* Selected extract
Can research on marriage help us sustain a more satisfied workforce?
Eli Finkel wants to know. Widely recognized for his work on intimate relationships, in 2013 he joined the Kellogg School as a professor of management and organizations. He also is a professor of psychology at Northwestern University’s Weinberg College of Arts and Sciences.
Finkel’s new business ties arise from a strong hunch that the relationships we build with people share some key similarities with those we build with organizations. “Principles or phenomena that have interested me are interesting to me in other contexts too,” says Finkel. And the business world may soon have reason to return the interest.
Consider, for one, the value of commitment in the workplace. Management scholars have identified links between commitment to an organization and positive outcomes, both for the organization and for individuals (findings that should come as no surprise to anyone). But does this commitment actually change how we interpret our experiences at work—and therefore how we respond to everyday challenges?
Here is one of many places where studies on intimate relationships may prove relevant. “There’s a lot of research in the marriage literature, the dating literature, and the close-relationships literature more generally that really emphasizes the importance of commitment,” says Finkel. Research suggests that the degree to which people strongly agree with statements like “I’m determined to make this relationship last forever” does in fact seem to predict a relationship’s duration.
Why? In part, we can thank a phenomenon known as “motivated cognition”: a tendency for us to perceive events in ways that align with our goals. Partners in a committed relationship are motivated to unconsciously champion their relationship’s strengths and to discount its weaknesses—in other words, explains Finkel, “to overweight the extent to which their relationship is better than everyone else’s relationship.” And the rose-colored lenses get even rosier when a relationship comes under fire. Remind a college student in a committed relationship about just how few college relationships withstand the test of time, and they will describe their own relationship as stronger than if it had not been questioned.
If these properties also hold true for our commitments to organizations, this could have a big impact on how employees respond to setbacks at work or job offers from a rival firm. A more committed workforce would obviously be a boon for organizations. But for individuals, commitment might be more of a mixed bag.

* Supplied entries

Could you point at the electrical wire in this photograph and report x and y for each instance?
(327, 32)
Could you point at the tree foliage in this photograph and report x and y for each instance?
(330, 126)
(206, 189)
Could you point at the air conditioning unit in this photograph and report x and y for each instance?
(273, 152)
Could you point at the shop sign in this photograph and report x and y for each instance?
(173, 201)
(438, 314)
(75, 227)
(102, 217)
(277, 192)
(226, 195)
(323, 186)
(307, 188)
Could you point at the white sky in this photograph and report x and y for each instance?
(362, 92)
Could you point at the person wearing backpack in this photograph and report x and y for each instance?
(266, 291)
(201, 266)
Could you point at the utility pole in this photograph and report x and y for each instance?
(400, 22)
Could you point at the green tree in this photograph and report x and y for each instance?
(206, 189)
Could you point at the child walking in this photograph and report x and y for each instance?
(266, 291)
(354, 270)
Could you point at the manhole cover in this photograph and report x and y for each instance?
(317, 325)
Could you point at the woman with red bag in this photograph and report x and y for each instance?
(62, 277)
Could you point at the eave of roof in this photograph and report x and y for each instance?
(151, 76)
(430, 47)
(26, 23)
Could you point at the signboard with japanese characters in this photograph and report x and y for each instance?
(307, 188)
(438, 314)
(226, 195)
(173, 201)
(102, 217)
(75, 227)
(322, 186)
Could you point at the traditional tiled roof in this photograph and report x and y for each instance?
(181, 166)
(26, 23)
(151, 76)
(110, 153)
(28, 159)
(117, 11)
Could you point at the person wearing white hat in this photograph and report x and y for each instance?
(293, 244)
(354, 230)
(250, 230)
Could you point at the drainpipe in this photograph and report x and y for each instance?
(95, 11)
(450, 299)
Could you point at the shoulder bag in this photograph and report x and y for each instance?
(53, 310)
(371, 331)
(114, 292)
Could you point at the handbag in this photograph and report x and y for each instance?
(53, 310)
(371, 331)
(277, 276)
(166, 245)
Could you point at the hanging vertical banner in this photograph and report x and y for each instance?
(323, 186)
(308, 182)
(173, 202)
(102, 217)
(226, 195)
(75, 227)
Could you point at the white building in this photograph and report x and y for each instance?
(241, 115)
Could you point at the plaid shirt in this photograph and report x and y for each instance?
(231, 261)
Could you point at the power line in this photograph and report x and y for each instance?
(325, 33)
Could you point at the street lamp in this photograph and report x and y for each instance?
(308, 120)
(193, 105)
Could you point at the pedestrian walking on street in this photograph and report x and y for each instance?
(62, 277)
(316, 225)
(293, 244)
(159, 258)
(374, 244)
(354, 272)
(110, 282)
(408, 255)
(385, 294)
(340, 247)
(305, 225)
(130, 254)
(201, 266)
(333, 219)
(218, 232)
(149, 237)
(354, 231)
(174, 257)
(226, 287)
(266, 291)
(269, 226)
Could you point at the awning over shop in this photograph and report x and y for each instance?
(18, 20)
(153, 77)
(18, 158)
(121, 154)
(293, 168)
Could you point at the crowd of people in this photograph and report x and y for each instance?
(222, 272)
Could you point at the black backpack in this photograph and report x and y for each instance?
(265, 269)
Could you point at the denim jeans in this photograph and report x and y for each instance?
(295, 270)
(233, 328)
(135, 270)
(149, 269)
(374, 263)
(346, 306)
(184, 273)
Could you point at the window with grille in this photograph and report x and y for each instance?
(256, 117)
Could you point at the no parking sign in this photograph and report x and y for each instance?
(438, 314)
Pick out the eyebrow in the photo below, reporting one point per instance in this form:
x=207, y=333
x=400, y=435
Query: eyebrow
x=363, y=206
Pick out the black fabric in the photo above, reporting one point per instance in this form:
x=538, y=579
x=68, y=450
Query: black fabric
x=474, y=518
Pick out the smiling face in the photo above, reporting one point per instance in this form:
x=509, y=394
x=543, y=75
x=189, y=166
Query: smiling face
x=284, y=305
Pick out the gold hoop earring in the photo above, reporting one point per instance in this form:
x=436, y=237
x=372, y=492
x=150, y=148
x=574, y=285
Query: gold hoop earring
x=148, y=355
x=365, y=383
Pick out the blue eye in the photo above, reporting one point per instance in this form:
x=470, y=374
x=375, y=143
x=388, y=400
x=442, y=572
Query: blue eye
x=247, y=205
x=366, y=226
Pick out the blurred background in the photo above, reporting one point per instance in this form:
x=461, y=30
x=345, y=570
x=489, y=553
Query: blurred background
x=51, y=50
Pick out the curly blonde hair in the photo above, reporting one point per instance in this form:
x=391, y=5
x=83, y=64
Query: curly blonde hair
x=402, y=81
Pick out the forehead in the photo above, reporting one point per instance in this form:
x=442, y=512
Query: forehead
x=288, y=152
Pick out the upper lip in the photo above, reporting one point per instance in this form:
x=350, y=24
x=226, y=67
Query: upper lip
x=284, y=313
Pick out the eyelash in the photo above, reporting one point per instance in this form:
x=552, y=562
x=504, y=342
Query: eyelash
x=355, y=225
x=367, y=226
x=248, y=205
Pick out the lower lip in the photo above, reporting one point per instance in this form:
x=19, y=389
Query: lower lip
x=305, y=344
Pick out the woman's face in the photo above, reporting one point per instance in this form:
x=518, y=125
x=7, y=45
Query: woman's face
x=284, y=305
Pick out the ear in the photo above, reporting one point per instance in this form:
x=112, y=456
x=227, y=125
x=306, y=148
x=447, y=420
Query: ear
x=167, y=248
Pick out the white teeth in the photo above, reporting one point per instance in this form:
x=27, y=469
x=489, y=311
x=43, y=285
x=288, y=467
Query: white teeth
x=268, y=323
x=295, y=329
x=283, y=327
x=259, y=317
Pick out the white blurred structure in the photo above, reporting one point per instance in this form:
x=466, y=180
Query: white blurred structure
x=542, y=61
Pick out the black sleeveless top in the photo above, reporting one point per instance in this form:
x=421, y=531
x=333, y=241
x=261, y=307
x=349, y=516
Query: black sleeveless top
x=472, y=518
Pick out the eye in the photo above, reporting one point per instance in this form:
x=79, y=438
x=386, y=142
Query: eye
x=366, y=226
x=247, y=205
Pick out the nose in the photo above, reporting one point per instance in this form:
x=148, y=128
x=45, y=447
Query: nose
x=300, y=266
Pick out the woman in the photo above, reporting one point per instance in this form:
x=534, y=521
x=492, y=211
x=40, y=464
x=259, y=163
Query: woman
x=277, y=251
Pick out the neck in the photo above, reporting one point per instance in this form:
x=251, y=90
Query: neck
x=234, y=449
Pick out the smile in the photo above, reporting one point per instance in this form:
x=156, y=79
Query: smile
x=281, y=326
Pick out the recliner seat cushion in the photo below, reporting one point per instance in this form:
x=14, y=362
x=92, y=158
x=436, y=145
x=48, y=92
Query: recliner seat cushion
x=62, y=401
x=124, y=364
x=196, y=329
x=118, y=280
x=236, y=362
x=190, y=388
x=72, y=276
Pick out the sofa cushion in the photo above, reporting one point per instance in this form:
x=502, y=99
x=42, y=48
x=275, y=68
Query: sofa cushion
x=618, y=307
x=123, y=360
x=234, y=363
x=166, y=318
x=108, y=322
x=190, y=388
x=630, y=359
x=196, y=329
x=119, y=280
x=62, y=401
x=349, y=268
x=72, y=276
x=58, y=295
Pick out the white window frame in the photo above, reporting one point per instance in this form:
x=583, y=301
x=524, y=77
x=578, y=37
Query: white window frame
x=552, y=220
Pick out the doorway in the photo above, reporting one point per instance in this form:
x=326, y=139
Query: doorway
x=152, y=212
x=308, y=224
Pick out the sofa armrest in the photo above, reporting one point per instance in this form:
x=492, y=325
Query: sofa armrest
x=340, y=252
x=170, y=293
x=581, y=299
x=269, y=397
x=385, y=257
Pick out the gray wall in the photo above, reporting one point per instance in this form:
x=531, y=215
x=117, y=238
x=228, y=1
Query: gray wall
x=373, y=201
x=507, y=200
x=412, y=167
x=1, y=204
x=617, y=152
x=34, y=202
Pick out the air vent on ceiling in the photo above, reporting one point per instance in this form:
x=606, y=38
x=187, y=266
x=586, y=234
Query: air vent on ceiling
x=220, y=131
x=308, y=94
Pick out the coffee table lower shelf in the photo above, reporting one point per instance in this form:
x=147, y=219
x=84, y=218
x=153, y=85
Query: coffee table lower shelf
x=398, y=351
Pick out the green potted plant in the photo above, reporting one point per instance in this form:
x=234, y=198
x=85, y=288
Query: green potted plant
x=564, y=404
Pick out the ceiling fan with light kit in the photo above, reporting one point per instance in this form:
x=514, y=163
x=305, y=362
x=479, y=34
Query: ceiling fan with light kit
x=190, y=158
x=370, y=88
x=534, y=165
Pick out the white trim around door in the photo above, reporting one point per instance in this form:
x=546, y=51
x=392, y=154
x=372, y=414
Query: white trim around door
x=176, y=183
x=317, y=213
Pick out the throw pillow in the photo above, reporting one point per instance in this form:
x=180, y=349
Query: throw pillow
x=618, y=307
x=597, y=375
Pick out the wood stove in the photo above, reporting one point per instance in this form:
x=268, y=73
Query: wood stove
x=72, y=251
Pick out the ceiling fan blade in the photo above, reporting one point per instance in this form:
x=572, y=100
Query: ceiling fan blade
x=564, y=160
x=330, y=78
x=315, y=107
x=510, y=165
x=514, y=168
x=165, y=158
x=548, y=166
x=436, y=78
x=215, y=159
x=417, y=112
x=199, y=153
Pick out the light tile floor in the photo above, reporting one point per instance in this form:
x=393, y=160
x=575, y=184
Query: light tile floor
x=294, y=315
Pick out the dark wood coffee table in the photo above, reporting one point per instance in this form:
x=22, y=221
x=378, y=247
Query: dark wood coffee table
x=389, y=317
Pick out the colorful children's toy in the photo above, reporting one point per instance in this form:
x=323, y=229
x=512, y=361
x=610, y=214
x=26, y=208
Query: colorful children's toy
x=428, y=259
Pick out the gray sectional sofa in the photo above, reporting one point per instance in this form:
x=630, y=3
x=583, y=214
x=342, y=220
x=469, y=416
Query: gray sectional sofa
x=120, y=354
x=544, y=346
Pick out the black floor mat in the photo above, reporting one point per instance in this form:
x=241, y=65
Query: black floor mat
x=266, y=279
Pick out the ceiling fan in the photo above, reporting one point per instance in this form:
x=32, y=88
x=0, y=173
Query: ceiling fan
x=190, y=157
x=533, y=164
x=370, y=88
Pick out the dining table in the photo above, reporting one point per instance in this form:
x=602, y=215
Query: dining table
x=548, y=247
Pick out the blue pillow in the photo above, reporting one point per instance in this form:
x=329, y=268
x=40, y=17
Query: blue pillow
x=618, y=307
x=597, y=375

* Written task A
According to the article on marriage research and the workplace, in what year did Eli Finkel join the Kellogg School?
* Written task B
Return the passage of the article on marriage research and the workplace starting with "If these properties" and going on through "a mixed bag.".
The material plays no part here.

* Task response A
2013

* Task response B
If these properties also hold true for our commitments to organizations, this could have a big impact on how employees respond to setbacks at work or job offers from a rival firm. A more committed workforce would obviously be a boon for organizations. But for individuals, commitment might be more of a mixed bag.